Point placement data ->
⁂

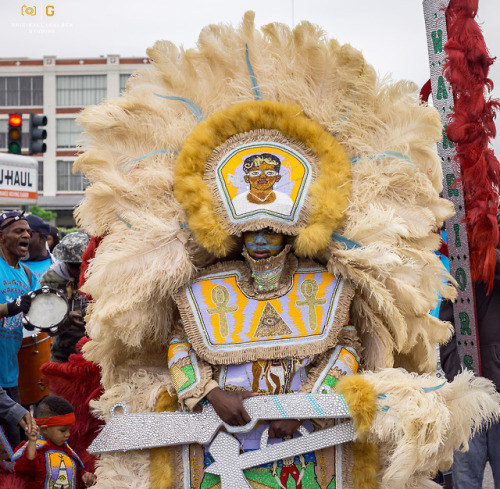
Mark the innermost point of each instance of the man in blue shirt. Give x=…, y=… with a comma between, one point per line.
x=15, y=284
x=39, y=259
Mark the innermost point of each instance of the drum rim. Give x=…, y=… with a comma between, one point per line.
x=45, y=290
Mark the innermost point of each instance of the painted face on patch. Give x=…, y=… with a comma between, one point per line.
x=264, y=243
x=58, y=435
x=262, y=177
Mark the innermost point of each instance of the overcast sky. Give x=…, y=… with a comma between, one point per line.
x=390, y=33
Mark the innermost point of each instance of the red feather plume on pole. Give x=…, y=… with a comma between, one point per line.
x=471, y=129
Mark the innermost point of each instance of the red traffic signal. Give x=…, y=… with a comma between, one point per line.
x=14, y=133
x=15, y=120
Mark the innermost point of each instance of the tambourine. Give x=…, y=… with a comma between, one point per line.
x=49, y=308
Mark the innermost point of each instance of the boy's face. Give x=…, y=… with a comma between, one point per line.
x=58, y=435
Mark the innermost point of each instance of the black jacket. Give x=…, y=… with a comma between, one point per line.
x=488, y=320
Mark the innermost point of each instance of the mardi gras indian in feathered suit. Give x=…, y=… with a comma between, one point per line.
x=283, y=144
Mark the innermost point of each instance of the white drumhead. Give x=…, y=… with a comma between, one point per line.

⁂

Set task ->
Repeat the data above word for word, but leave out the pictures.

Solution for this task ->
Mark the innermost point of each instance of the man in blue shirt. Give x=…, y=… with a comma between, one point per line.
x=15, y=284
x=39, y=259
Mark the innermost point of each instance of the drum rim. Give x=…, y=… with a comma between, one point per line.
x=45, y=290
Mark the innermost point of each instance of the painted face on patch. Give x=…, y=… with a comma between, one point per line.
x=264, y=243
x=58, y=435
x=262, y=177
Mark the innermost point of each instance of the overcast sky. Give x=…, y=… with a comma between, one point per line.
x=390, y=33
Mark the innermost point of each instance of the red feather plume on pole. Give x=…, y=… with a comma between, one point per line.
x=471, y=129
Mark the innermost point of each instance of the red traffic signal. Give x=…, y=… with a comma between, one point per line.
x=14, y=133
x=15, y=120
Mark the innermost point of each instance of the tambourine. Give x=…, y=… with a comma between, one point per line.
x=49, y=308
Mark the innermost point of each instance of the boy's face. Give x=…, y=… with a comma between, one point per line.
x=58, y=435
Mark the innermost point of each instance of the black jacket. Give x=…, y=… with a comma between, one point per line.
x=488, y=320
Mark the innermost point of each instance of the mardi gras indian in feathered suit. Give x=…, y=… with a comma between, one point per line.
x=283, y=144
Mark the innermost point of each instance of the white drumhead. Give x=…, y=… with a comma between, one point per line.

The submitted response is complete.